§ Texte fourni
----

Steve McQueen
ABACA

"Le Royaume-Uni est tellement à la traine quand il est question de représentation, c’est honteux."

Steve McQueen demande plus de diversité dans l’industrie du cinéma britannique. Après avoir dédié ses deux nouveaux films, Lovers Rock et Mangrove, à George Floyd (un Afro-Américain de 46 ans tué par un policier blanc lors d’une interpellation à Minneapolis le 25 mai dernier), le réalisateur du bouleversant 12 Years a Slave s’est exprimé dans une tribune poignante publiée dans le Guardian. Il y dénonce le manque de représentation des minorités vivant au Royaume-Uni, devant et derrière la caméra.

----

§ Données sources

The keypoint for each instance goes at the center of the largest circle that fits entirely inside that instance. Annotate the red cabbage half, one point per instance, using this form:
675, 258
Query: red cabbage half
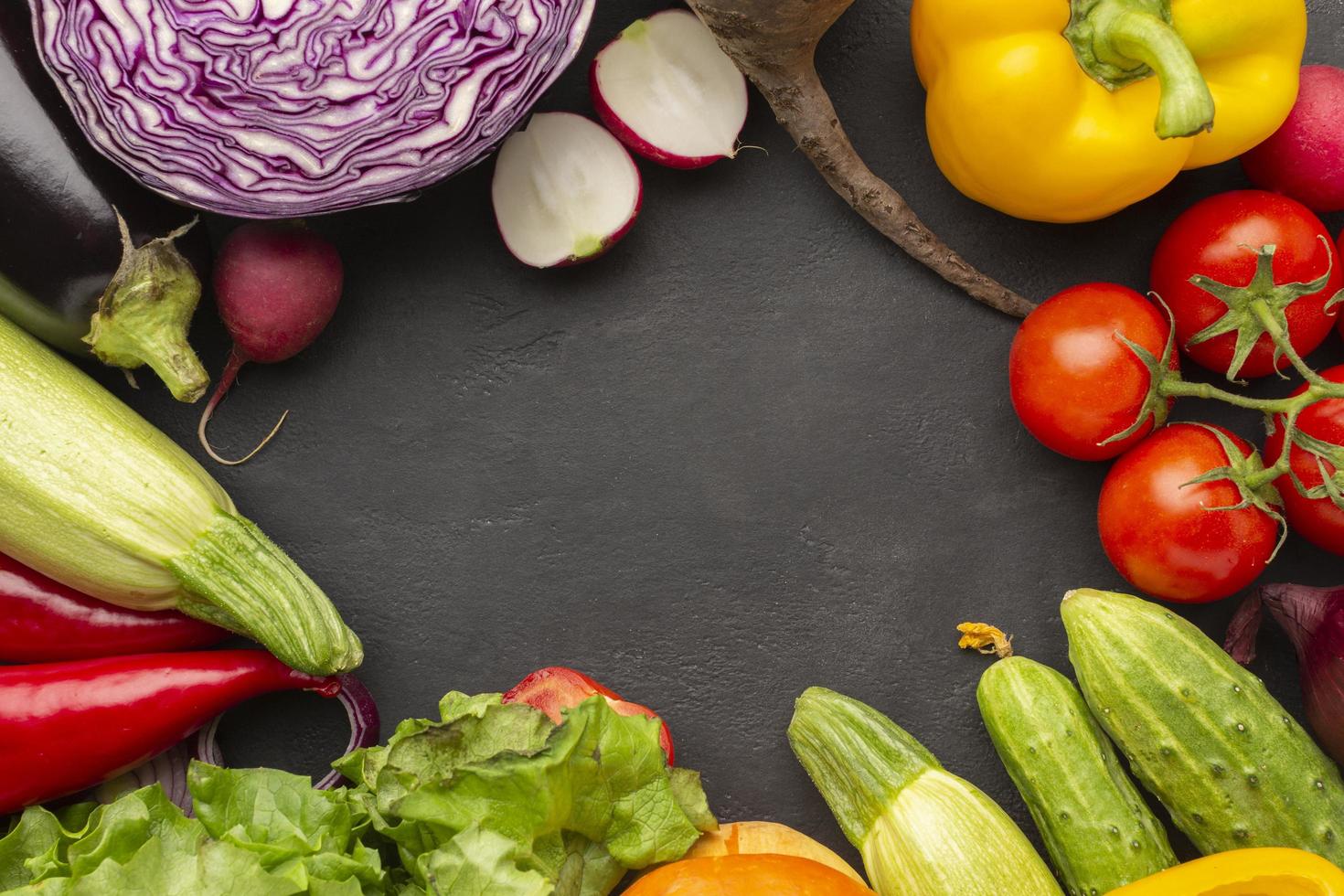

----

§ Exercices proposés
A. Répondez aux questions suivantes sur l'article consacré à Steve McQueen.
(i) Quel pays est jugé « tellement à la traine » en matière de représentation ?
(ii) À qui le réalisateur a-t-il dédié ses deux nouveaux films ?
(iii) Dans quel journal sa tribune a-t-elle été publiée ?
B. Rédigez la suite de l'article consacré à Steve McQueen, en reprenant après sa dernière phrase.

§ Réponses par exercice
A.
(i) Le Royaume-Uni.
(ii) À George Floyd.
(iii) Dans le Guardian.

B.
"L’année dernière, je me suis rendu sur un plateau de tournage à Londres. J’ai eu l’impression de quitter un environnement, Londres, et d’entrer dans un nouveau monde, un endroit qui m’est étranger, explique-t-il. Je n’arrivais pas à croire qu’il y ait toute cette ‘blancheur’ sur le plateau. J’ai réalisé trois films aux États-Unis et c’est comme si rien n’avait vraiment changé entre temps en Angleterre. Le Royaume-Uni est tellement à la traine quand il est question de représentation, c’est honteux."

Le metteur en scène prend pour exemple le tournage de la série d’anthologie Small Axe, qu’il a réalisée l’année dernière pour la BBC et qui sera distribuée prochainement par Amazon. Une mini-série composée de six épisodes désormais montés en cinq longs-métrages, qui prennent pour décors le Londres des années 1960 - une décennie particulièrement marquée par les tensions raciales (Lovers Rock et Mangrove, tous les deux sélectionnés à Cannes, font partie de Small Axe).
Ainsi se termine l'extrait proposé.